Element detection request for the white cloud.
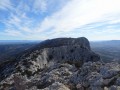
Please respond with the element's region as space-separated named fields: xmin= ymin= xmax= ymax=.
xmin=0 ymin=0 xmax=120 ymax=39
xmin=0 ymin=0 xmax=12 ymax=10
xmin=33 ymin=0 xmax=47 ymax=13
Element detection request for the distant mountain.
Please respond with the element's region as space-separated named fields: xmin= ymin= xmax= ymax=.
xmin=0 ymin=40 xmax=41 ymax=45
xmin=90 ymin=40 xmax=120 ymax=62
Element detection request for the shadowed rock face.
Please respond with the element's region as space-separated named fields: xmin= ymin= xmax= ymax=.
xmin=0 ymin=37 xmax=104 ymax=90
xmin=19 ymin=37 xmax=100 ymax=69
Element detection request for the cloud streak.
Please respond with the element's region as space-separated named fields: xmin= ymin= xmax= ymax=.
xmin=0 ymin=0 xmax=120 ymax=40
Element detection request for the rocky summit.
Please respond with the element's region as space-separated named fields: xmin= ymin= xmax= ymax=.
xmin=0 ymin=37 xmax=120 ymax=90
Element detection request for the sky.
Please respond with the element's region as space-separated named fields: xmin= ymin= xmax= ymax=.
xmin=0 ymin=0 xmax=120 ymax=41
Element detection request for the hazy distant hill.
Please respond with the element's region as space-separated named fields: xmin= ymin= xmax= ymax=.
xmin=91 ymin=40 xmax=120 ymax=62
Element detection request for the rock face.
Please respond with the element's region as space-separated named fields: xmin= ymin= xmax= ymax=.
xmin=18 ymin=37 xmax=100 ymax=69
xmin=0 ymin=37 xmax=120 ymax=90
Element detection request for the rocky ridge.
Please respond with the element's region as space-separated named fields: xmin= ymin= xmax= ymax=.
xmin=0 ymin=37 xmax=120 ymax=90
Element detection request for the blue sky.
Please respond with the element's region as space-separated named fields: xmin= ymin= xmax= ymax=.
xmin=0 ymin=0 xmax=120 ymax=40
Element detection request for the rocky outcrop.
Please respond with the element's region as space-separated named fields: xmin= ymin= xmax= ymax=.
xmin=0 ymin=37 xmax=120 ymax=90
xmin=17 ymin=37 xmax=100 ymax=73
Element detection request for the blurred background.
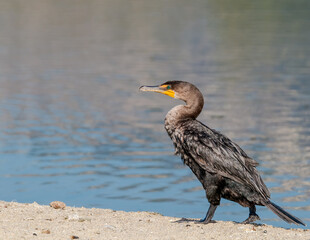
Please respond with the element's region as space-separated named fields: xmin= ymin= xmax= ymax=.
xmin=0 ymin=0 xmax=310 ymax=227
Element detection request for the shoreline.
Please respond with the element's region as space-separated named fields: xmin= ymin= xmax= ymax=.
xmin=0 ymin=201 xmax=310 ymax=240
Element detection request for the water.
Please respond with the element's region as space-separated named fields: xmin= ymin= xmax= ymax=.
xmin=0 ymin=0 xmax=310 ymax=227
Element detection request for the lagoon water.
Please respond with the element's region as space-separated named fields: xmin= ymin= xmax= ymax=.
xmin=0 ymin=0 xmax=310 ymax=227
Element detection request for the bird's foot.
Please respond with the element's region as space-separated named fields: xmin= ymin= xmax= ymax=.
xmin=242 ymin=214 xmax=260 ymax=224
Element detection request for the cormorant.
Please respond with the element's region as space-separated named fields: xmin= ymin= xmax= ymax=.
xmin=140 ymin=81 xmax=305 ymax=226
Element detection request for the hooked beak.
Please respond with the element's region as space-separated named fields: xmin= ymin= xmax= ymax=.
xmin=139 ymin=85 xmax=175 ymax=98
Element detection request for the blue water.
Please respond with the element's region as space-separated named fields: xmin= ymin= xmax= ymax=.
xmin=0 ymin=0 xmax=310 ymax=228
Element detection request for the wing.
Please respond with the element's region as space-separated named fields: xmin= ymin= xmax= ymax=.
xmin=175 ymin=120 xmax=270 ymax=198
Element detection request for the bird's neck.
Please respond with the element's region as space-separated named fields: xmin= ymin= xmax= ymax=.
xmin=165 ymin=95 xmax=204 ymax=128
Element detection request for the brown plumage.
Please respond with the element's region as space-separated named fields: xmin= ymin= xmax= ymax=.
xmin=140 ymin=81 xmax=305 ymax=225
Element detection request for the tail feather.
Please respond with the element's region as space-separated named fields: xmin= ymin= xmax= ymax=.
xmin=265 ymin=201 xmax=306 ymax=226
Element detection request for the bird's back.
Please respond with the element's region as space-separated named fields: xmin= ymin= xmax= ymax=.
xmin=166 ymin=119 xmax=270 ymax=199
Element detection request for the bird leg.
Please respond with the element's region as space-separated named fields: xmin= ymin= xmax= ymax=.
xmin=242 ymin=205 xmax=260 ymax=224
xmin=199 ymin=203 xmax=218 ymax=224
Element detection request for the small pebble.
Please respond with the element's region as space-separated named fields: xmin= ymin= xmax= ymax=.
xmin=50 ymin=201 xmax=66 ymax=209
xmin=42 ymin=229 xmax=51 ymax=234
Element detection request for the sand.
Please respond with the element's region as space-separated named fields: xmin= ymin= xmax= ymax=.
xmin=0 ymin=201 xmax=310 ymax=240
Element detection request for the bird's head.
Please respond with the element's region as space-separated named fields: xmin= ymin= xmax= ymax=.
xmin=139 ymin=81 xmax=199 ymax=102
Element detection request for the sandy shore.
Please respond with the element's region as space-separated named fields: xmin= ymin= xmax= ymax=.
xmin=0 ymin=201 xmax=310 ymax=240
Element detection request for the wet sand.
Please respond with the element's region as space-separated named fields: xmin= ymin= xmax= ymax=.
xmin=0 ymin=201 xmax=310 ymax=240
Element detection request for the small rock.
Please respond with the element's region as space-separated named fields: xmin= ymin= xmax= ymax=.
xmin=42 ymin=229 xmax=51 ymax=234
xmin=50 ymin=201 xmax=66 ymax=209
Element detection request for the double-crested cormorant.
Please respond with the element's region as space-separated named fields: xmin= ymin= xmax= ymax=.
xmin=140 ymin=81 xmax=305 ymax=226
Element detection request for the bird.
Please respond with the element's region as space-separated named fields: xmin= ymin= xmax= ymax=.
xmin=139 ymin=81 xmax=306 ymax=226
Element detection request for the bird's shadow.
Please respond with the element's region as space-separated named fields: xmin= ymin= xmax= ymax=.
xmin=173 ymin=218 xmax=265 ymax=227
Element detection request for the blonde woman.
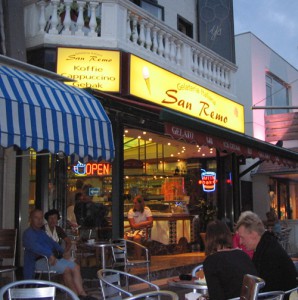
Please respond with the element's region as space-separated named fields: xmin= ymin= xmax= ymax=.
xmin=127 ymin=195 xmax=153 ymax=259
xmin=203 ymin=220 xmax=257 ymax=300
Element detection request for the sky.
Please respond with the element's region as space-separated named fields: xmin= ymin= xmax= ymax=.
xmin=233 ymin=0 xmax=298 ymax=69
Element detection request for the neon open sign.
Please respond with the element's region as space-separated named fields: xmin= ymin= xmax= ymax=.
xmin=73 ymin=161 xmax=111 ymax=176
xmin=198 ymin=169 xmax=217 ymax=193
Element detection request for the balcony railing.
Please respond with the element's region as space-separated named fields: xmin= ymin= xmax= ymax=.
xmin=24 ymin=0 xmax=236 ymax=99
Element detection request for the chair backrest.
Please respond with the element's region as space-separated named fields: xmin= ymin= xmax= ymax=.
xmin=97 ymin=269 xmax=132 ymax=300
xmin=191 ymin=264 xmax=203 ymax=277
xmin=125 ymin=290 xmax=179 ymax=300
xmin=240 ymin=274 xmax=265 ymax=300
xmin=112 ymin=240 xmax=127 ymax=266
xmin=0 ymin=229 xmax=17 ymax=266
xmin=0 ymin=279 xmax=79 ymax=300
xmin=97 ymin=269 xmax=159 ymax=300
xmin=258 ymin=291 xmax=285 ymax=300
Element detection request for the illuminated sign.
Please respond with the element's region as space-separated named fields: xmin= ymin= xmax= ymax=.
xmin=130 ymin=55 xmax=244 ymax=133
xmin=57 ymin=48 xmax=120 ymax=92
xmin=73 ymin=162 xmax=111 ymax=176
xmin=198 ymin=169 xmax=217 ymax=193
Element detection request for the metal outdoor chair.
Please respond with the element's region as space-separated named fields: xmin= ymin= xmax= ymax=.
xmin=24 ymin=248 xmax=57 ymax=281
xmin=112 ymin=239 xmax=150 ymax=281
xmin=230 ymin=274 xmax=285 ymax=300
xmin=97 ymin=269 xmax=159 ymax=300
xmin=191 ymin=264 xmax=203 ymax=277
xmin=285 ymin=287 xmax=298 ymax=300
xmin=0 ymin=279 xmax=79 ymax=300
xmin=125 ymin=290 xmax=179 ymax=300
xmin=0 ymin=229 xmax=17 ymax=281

* * *

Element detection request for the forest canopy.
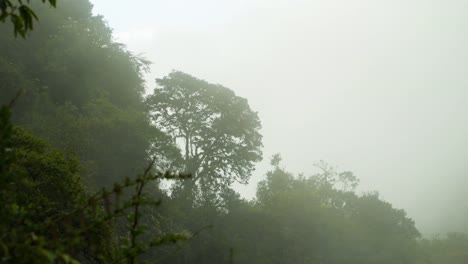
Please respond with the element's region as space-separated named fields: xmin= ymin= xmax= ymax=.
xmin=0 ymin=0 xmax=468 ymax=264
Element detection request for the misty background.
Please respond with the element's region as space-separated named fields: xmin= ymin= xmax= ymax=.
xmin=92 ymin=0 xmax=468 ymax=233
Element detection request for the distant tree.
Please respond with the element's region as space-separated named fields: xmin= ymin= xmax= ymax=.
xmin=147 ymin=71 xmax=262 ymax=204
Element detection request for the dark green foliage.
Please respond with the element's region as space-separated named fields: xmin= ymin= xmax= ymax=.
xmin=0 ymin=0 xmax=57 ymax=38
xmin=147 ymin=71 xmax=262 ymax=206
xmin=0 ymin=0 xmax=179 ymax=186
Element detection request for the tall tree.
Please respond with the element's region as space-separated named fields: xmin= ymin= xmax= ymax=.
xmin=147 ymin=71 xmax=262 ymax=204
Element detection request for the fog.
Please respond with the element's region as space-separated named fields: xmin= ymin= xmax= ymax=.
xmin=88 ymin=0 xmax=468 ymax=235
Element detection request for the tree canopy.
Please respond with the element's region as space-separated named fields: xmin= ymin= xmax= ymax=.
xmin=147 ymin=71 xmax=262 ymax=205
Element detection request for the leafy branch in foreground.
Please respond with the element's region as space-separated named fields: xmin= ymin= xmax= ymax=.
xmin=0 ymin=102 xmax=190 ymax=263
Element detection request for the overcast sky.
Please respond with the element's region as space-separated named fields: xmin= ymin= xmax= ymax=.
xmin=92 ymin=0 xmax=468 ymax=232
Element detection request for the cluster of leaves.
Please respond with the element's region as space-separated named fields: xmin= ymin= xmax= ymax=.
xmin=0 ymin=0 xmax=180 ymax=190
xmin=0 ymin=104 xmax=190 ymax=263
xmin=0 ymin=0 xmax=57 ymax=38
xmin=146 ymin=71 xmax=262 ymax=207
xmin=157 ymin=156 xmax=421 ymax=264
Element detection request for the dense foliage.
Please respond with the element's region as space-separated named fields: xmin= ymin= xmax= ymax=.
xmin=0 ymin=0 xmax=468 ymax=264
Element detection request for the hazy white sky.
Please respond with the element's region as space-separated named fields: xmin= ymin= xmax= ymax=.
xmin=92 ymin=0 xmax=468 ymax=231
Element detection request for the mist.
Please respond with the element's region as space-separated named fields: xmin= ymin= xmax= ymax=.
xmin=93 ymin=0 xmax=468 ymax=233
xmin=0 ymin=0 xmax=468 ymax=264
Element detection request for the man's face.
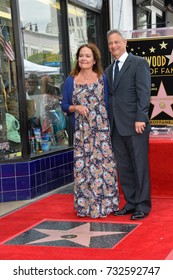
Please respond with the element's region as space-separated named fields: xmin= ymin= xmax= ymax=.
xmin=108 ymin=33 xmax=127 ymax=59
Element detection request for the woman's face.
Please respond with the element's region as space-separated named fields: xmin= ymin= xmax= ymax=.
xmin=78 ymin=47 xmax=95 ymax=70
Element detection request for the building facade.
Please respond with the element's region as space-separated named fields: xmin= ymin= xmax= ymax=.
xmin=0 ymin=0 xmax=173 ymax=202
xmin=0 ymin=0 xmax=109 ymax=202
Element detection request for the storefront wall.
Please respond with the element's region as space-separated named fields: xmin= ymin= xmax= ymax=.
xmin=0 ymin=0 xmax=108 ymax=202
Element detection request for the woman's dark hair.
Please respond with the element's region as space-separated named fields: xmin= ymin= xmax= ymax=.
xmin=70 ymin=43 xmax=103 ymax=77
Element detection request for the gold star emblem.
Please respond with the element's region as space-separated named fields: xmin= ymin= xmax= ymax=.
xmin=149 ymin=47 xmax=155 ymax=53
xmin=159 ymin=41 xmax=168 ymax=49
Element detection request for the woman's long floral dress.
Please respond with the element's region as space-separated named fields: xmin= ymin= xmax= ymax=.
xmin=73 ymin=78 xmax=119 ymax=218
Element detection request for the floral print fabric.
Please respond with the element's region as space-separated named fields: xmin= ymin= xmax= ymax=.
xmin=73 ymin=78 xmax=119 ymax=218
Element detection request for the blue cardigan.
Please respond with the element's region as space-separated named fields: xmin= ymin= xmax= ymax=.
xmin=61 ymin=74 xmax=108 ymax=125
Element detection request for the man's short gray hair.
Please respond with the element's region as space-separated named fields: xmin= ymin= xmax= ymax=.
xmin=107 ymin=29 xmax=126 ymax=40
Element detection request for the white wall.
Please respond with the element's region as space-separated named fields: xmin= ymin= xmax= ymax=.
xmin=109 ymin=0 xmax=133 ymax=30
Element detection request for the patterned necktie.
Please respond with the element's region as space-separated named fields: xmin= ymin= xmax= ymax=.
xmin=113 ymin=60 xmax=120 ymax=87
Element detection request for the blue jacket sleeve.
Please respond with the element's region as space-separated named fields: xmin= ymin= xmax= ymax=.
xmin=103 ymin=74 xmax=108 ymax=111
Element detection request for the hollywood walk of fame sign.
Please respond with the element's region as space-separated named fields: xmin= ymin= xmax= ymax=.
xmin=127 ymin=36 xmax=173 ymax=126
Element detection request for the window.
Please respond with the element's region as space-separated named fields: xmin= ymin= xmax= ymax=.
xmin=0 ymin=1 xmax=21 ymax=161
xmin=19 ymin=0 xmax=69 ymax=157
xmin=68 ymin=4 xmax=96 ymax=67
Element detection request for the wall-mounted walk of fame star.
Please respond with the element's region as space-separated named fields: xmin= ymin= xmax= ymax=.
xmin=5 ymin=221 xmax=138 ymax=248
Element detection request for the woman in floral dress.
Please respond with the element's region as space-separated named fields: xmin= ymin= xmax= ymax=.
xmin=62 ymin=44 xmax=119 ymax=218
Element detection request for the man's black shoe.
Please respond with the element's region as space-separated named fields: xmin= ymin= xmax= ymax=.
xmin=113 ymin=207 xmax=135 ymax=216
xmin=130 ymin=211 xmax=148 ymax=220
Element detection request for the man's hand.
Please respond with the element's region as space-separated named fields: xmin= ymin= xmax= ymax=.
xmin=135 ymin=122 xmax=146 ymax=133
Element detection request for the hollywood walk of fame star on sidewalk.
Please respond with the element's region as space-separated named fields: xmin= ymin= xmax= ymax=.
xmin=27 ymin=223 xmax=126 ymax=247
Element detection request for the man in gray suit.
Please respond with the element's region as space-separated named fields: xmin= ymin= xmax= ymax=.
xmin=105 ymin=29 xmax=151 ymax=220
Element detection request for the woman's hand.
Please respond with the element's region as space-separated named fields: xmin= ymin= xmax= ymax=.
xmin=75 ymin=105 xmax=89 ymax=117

THE TASK: Put the items in the stretch from the line containing "Element detection request for the bird." through the line containing "xmin=24 ymin=0 xmax=236 ymax=99" into a two-column CSV with the columns item and answer. Give one row per item, quote each field, turn line breaks into spaces, and leave the pictures out.

TASK OUTPUT:
item,answer
"Element detection request for the bird. Please respond with the element's region as space-separated named fields: xmin= ymin= xmax= ymax=.","xmin=139 ymin=81 xmax=306 ymax=226"
"Element detection request for the bird's shadow. Please respond with the element's region as space-separated named fields: xmin= ymin= xmax= ymax=.","xmin=173 ymin=218 xmax=265 ymax=227"
"Element detection request for the blonde woman. Please respond with the element's region as space-separated named fields: xmin= ymin= xmax= ymax=.","xmin=127 ymin=195 xmax=153 ymax=259 xmin=203 ymin=220 xmax=257 ymax=300"
"Element detection request for the sky. Please respond with the element's region as space-separated named fields: xmin= ymin= xmax= ymax=.","xmin=233 ymin=0 xmax=298 ymax=69"
"Element detection request for the neon open sign. Please respond with the element's region as space-separated named fields: xmin= ymin= xmax= ymax=.","xmin=73 ymin=161 xmax=111 ymax=176 xmin=198 ymin=169 xmax=217 ymax=193"
"Element detection request for the balcony railing. Please respond with the element's region as space-separated named fields: xmin= ymin= xmax= ymax=.","xmin=24 ymin=0 xmax=236 ymax=99"